** ARBEITSAUFTRAG 1 **
Gib aus dem Auszug den Abschnitt zwischen „Einem demokratischen Führer" und „glänzend beherrscht hat.", beide eingeschlossen, wortgetreu aus.
** ARBEITSAUFTRAG 2 **
Wem übertragen Demokratien dem Auszug zufolge in Kriegszeiten den offiziellen Text?

** AUSZUG **

Einem demokratischen Führer nimmt man die erschütterte Rede, gar das markerschütternde Donnerwort nicht ab. In Kriegszeiten delegieren Demokratien den offiziellen Text an die Pressesprecher der Army. Es fällt auf, dass die Verlautbarungen des Pentagon seit dem Golfkrieg spröder, redundanter und im Ganzen nichtssagender geworden sind -– als wüssten die Sprecher, dass ihre Adressaten wissen, wie wenig die Angreifer über den Kriegsschauplatz wissen. Sie wissen so wenig, dass es schwierig geworden ist, Texte zu verfassen, die außer den von allen erwarteten Lügen auch die Einsicht in die Notwendigkeit der Lüge vermitteln –eine Grammatik, die Churchill, beispielsweise, noch glänzend beherrscht hat.

** BEREITGESTELLTE ANGABEN **
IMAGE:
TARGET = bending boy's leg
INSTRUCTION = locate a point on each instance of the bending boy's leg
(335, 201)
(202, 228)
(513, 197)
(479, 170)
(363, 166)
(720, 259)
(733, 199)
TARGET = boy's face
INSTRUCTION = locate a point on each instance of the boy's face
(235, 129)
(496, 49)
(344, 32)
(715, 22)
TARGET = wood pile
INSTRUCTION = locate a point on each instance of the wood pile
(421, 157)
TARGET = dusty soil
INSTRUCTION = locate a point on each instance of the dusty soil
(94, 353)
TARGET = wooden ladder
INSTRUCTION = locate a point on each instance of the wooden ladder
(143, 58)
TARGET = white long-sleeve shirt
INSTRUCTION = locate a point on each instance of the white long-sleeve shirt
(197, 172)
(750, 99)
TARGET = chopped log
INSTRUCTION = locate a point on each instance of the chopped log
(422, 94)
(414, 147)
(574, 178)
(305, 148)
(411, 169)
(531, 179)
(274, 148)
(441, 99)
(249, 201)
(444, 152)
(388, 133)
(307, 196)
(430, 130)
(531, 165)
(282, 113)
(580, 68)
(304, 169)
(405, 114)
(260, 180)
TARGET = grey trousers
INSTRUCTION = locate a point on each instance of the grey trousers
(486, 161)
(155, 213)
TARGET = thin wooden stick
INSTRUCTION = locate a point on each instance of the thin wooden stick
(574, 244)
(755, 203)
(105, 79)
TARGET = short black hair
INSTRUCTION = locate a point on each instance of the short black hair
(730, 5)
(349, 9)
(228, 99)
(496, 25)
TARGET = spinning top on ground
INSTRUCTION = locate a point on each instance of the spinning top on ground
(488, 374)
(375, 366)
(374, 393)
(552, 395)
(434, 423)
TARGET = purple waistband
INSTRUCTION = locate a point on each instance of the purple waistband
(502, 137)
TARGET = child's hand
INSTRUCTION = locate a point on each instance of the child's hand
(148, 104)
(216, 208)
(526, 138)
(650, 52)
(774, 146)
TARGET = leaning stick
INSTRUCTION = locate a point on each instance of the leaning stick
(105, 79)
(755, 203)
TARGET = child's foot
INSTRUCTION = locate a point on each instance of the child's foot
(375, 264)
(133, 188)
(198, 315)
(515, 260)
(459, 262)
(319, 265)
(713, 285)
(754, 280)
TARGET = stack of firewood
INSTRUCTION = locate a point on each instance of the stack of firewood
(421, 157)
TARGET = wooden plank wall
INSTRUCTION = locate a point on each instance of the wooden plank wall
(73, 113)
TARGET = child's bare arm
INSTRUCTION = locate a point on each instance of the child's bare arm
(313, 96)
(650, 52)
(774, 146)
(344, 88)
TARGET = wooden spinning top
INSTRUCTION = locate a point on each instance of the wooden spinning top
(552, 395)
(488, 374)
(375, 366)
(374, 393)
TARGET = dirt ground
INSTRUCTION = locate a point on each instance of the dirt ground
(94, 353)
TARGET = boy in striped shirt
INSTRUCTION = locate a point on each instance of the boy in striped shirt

** ANTWORTFELD 1 **
Einem demokratischen Führer nimmt man die erschütterte Rede, gar das markerschütternde Donnerwort nicht ab. In Kriegszeiten delegieren Demokratien den offiziellen Text an die Pressesprecher der Army. Es fällt auf, dass die Verlautbarungen des Pentagon seit dem Golfkrieg spröder, redundanter und im Ganzen nichtssagender geworden sind -– als wüssten die Sprecher, dass ihre Adressaten wissen, wie wenig die Angreifer über den Kriegsschauplatz wissen. Sie wissen so wenig, dass es schwierig geworden ist, Texte zu verfassen, die außer den von allen erwarteten Lügen auch die Einsicht in die Notwendigkeit der Lüge vermitteln –eine Grammatik, die Churchill, beispielsweise, noch glänzend beherrscht hat.

** ANTWORTFELD 2 **
Den Pressesprechern der Army.